Resume the passage below on the graph benchmark's dataset categories, continuing after its last line.

— PASSAGE PROVIDED —

****************

Unlabelled graphs (Netzschleuder networks, synthetic combinatorial instances, the Ising lattice) enter the benchmark through link_pred on a held-out edge split, so every cell carries a real held-out metric — there is no self-supervised pretext loss in the headline report.

Categories

Category

#

Tasks

Loaders

Combinatorial

6

LP

random TSP, VRP, max-flow, bipartite matching, coloring, max-cut

Biology

12

GC · GR · LP

MUTAG, PROTEINS, ENZYMES, Peptides-func/struct, PPI, C. elegans, Budapest connectome, hospital / high-school contacts, ogbg-molhiv†, ogbg-molpcba†

Social

16

NC · LP

Cora, CiteSeer, PubMed, WikiCS, Roman-empire, Amazon-ratings, Minesweeper, Tolokers, Questions, MovieLens-100k, Karate, Facebook friends, DBLP coauthor, DNC emails, ogbn-arxiv†, ogbl-collab†

Knowledge

3

LP

FB15k-237, WordNet18-RR, WordNet (Netzschleuder)

****************

— DATA LISTING —
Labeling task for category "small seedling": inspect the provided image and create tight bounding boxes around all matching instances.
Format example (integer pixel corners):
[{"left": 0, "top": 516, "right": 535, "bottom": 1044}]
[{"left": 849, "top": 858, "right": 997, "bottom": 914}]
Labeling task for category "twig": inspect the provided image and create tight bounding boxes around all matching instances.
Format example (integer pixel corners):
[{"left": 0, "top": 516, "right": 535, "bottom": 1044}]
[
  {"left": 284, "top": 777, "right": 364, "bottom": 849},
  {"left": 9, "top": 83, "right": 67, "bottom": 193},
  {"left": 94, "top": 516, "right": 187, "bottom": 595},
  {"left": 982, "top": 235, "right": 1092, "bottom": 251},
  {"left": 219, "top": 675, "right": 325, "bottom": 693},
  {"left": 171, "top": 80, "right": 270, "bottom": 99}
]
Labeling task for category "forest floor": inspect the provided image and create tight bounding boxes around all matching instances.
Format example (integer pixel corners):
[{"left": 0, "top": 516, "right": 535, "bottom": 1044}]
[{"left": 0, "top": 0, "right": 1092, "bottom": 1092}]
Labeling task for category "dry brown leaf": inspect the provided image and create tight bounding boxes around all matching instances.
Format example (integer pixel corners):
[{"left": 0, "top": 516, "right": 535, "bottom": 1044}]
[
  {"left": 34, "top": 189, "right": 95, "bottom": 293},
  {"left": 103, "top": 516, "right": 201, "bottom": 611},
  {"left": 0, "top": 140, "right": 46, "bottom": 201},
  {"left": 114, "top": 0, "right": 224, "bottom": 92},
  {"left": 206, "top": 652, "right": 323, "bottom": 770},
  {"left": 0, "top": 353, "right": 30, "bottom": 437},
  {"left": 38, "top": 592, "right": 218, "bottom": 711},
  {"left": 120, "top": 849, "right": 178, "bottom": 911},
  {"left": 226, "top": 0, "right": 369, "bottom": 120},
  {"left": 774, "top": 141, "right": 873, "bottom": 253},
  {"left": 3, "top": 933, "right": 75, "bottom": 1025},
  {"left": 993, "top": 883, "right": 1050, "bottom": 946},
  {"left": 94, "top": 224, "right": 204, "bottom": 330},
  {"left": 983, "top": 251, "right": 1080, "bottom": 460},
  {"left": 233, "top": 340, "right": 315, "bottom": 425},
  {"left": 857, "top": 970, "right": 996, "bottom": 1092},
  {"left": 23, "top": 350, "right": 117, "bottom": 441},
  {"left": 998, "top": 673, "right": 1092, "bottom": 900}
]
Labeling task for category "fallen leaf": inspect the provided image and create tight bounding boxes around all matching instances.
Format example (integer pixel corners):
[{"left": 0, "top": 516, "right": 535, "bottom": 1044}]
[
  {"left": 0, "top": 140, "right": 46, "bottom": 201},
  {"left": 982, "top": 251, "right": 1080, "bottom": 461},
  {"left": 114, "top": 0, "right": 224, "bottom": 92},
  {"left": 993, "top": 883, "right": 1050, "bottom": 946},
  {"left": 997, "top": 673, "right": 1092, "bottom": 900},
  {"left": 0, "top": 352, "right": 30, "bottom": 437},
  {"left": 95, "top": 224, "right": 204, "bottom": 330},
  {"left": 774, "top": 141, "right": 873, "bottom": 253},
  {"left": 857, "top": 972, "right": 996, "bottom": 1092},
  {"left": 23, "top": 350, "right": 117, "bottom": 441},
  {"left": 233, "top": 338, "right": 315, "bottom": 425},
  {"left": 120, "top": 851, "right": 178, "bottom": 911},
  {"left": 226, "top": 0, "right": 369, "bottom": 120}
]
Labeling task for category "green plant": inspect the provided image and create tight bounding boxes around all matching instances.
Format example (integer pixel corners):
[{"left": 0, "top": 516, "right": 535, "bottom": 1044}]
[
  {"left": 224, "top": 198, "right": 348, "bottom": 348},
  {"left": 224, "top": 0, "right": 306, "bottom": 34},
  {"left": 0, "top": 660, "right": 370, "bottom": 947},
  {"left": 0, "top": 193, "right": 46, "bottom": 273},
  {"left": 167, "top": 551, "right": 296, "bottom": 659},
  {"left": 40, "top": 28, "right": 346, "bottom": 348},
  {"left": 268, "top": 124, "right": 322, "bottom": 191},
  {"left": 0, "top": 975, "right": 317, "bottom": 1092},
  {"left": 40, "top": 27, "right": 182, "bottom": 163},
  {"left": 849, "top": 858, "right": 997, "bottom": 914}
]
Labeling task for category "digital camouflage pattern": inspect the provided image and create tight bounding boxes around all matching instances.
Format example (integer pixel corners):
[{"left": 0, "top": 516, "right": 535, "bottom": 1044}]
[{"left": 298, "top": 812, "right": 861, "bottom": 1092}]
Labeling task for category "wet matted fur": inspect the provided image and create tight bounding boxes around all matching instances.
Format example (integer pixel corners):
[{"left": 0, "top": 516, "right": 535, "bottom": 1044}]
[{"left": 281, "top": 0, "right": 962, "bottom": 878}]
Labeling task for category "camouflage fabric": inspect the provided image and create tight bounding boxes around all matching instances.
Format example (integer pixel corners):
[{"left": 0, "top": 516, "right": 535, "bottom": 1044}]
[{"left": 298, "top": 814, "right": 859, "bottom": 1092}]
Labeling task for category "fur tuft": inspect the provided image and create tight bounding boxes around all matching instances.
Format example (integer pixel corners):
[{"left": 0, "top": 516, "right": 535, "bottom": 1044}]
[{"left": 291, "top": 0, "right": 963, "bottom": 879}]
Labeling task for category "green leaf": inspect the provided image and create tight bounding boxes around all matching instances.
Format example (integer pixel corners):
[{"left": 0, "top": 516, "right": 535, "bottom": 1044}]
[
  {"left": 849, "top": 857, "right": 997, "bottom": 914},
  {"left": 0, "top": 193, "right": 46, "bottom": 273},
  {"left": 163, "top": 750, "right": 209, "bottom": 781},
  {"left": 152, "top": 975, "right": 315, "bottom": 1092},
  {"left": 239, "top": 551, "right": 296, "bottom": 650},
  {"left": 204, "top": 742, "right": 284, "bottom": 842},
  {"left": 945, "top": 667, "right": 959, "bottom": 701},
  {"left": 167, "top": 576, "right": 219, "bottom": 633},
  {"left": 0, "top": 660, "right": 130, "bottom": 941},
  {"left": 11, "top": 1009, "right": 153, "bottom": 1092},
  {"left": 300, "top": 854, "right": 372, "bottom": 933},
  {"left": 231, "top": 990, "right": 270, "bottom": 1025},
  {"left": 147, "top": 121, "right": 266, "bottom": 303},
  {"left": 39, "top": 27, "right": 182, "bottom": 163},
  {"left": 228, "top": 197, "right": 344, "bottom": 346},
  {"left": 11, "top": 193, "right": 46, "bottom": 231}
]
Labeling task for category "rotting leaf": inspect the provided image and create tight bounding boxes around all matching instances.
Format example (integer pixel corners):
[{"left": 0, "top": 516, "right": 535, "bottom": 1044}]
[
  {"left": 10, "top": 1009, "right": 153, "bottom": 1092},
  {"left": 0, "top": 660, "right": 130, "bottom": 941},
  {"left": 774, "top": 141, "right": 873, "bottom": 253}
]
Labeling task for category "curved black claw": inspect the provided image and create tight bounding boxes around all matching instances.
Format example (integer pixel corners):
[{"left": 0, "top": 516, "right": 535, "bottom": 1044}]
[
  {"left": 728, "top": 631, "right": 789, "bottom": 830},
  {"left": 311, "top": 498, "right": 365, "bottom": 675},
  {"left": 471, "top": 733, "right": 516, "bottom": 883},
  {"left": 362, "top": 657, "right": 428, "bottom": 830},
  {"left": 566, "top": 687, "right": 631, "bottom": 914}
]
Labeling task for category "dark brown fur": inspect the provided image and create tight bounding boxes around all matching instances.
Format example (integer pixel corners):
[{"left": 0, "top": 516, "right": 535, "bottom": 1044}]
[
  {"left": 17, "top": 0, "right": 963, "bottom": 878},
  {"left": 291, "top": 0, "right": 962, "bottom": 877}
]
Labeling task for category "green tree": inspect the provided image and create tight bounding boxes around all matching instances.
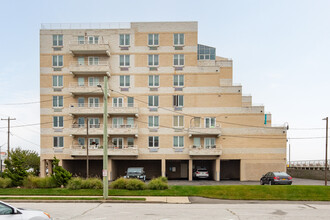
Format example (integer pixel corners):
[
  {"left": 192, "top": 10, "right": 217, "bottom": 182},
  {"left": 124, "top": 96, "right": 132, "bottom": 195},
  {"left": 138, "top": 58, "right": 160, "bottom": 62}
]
[{"left": 52, "top": 157, "right": 72, "bottom": 186}]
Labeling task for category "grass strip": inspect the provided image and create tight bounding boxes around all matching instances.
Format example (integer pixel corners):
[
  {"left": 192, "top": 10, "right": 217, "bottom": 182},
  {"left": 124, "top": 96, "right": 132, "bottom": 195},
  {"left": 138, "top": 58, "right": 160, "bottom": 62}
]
[{"left": 0, "top": 185, "right": 330, "bottom": 201}]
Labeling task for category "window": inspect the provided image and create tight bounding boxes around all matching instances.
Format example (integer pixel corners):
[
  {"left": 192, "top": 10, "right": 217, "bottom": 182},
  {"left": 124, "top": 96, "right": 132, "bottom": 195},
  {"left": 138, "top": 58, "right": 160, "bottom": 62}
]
[
  {"left": 173, "top": 34, "right": 184, "bottom": 46},
  {"left": 88, "top": 36, "right": 99, "bottom": 44},
  {"left": 53, "top": 137, "right": 64, "bottom": 147},
  {"left": 173, "top": 115, "right": 184, "bottom": 128},
  {"left": 173, "top": 136, "right": 184, "bottom": 147},
  {"left": 78, "top": 137, "right": 85, "bottom": 146},
  {"left": 173, "top": 75, "right": 184, "bottom": 87},
  {"left": 78, "top": 97, "right": 85, "bottom": 107},
  {"left": 112, "top": 138, "right": 124, "bottom": 149},
  {"left": 197, "top": 44, "right": 215, "bottom": 60},
  {"left": 88, "top": 138, "right": 100, "bottom": 148},
  {"left": 148, "top": 116, "right": 159, "bottom": 128},
  {"left": 88, "top": 97, "right": 100, "bottom": 108},
  {"left": 173, "top": 95, "right": 183, "bottom": 107},
  {"left": 119, "top": 75, "right": 130, "bottom": 87},
  {"left": 148, "top": 34, "right": 159, "bottom": 46},
  {"left": 112, "top": 117, "right": 124, "bottom": 128},
  {"left": 148, "top": 95, "right": 158, "bottom": 107},
  {"left": 149, "top": 75, "right": 159, "bottom": 87},
  {"left": 53, "top": 35, "right": 63, "bottom": 47},
  {"left": 127, "top": 137, "right": 134, "bottom": 147},
  {"left": 119, "top": 34, "right": 130, "bottom": 46},
  {"left": 127, "top": 97, "right": 134, "bottom": 107},
  {"left": 53, "top": 96, "right": 63, "bottom": 108},
  {"left": 205, "top": 118, "right": 215, "bottom": 128},
  {"left": 53, "top": 116, "right": 63, "bottom": 128},
  {"left": 53, "top": 55, "right": 63, "bottom": 67},
  {"left": 173, "top": 54, "right": 184, "bottom": 66},
  {"left": 88, "top": 57, "right": 99, "bottom": 66},
  {"left": 88, "top": 77, "right": 100, "bottom": 86},
  {"left": 148, "top": 54, "right": 159, "bottom": 66},
  {"left": 204, "top": 138, "right": 215, "bottom": 148},
  {"left": 119, "top": 55, "right": 129, "bottom": 67},
  {"left": 149, "top": 136, "right": 159, "bottom": 147},
  {"left": 112, "top": 97, "right": 124, "bottom": 107},
  {"left": 53, "top": 76, "right": 63, "bottom": 87}
]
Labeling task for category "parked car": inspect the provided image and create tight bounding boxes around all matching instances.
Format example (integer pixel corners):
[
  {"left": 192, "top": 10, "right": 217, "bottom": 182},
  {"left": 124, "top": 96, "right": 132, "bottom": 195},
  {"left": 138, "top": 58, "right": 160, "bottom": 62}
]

****************

— REPLY —
Infrastructure

6

LP

power grid, EuroRoad, US roads, EU airlines, London transport, urban streets

Finance

5

NC · LP

Elliptic Bitcoin, product space, board of directors, US patents, ogbn-products†

Computing

4

LP

Internet AS, Internet topology, AS-Skitter, route views

Vision

5

GC · NC

MNIST/CIFAR-10 superpixels, ModelNet10/40, ShapeNet

Physics

3

GR · LP

QM9, ZINC, Ising lattice

Security

3

GC · LP

MalNet-Tiny, 9/11 terrorists, train terrorists

Note

Loaders marked with † come from OGB and require the optional ogb extra (pip install graphnetz[ogb]): ogbn-arxiv and ogbl-collab in Social, ogbn-products in Finance, and ogbg-molhiv and ogbg-molpcba in Biology. They are folded into their domain categories rather than exposed as a separate ogb category, so they appear in run_benchmark(category, ...) alongside the curated built-ins. Without the extra installed, the catalogue exposes 58 of the 63 loaders.

Loading individual datasets

Each category exposes thin loader functions returning a PyG dataset:

from graphnetz.datasets.social import cora, roman_empire
from graphnetz.datasets.biology import mutag, peptides_func
from graphnetz.datasets.computing import internet_as

ds_cora = cora("data/cora")                       # node_cls + link_pred
ds_rom  = roman_empire("data/roman_empire")       # heterophilic node_cls
ds_mut  = mutag("data/mutag")                     # graph_cls
ds_pep  = peptides_func("data/peptides_func")     # LRGB graph_cls
ds_inet = internet_as("data/internet_as")         # link_pred

# Optional OGB loaders live in their domain modules
# (require `pip install graphnetz[ogb]`):
from graphnetz.datasets.social import ogbn_arxiv, ogbl_collab
from graphnetz.datasets.biology import ogbg_molhiv

ds_arxiv  = ogbn_arxiv("data/ogb")                # node_cls (in Social)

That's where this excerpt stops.